**AIM:** In the items below, from the line containing "Pick out the baby's finger" through the last line, inclusive, change every "Pick out" to "Locate" and return those lines with nothing else altered.
= = = = =
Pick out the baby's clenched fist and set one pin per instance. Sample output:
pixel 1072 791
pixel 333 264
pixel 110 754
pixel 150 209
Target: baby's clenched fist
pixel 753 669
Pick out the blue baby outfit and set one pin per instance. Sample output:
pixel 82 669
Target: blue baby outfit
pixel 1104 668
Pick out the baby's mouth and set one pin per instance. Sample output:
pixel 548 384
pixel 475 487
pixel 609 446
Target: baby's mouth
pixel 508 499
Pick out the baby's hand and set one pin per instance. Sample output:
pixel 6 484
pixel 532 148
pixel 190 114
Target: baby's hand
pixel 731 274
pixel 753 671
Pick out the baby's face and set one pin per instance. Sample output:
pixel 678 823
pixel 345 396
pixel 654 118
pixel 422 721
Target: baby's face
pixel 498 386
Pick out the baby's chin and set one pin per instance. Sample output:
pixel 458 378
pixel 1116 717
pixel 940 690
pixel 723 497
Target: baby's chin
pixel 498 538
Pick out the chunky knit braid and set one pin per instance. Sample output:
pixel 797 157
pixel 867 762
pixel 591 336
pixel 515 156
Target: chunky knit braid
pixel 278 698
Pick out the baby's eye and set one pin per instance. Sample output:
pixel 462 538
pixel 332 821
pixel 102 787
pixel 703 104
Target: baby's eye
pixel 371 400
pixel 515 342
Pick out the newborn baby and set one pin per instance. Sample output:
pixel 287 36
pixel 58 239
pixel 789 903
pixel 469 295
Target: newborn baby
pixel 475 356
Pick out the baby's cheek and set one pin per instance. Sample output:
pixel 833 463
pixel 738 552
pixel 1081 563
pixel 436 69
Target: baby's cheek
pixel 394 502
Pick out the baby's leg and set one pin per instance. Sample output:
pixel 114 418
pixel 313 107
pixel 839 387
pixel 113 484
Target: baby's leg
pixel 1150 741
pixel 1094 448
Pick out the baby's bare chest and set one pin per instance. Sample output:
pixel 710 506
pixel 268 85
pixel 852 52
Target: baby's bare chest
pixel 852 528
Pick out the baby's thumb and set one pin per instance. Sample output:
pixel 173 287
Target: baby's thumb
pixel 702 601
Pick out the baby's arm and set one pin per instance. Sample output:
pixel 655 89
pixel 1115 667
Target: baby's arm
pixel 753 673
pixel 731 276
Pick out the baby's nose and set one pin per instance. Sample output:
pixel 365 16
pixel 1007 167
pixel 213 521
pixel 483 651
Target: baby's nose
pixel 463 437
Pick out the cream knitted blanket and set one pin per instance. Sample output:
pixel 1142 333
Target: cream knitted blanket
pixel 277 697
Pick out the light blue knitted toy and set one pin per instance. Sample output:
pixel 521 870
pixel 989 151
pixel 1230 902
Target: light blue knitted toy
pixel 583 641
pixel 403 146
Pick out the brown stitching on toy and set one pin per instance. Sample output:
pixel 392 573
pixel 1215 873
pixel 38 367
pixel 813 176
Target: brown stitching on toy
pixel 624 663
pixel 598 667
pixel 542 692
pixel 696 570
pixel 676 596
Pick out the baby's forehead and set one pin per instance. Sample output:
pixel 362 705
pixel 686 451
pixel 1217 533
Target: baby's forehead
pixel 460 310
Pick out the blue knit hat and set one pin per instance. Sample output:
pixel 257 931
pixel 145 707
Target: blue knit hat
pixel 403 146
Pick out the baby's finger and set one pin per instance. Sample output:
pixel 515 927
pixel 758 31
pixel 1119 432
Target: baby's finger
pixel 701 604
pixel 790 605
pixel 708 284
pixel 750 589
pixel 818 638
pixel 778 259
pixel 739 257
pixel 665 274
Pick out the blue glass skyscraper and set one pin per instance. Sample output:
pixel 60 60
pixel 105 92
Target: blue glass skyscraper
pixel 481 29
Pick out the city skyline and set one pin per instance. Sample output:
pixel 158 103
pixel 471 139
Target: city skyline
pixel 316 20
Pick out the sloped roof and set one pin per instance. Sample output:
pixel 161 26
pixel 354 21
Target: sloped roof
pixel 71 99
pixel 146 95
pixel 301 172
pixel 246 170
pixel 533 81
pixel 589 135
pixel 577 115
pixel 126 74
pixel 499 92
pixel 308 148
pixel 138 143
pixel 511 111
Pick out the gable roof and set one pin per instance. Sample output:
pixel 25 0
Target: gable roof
= = = = =
**FULL OUTPUT:**
Locate the baby's finger and set one pin per instance. Sample output:
pixel 515 927
pixel 758 31
pixel 1119 432
Target: baby's finger
pixel 701 604
pixel 790 605
pixel 708 284
pixel 750 589
pixel 818 638
pixel 778 259
pixel 739 257
pixel 665 274
Locate the blue glass skyscraper and set one pin per instance. Sample output:
pixel 60 60
pixel 105 92
Target: blue glass skyscraper
pixel 481 29
Locate the city skyline and set one pin per instance. Sample output:
pixel 158 103
pixel 471 139
Target: city skyline
pixel 316 20
Locate the sloped roof and set one pin per instance. Sample output:
pixel 161 26
pixel 354 21
Target: sloped roof
pixel 71 99
pixel 146 95
pixel 301 172
pixel 246 170
pixel 533 81
pixel 589 135
pixel 577 115
pixel 126 74
pixel 499 92
pixel 308 148
pixel 138 143
pixel 511 111
Locate the gable roof and set one pin per instance. Sample output:
pixel 25 0
Target: gable roof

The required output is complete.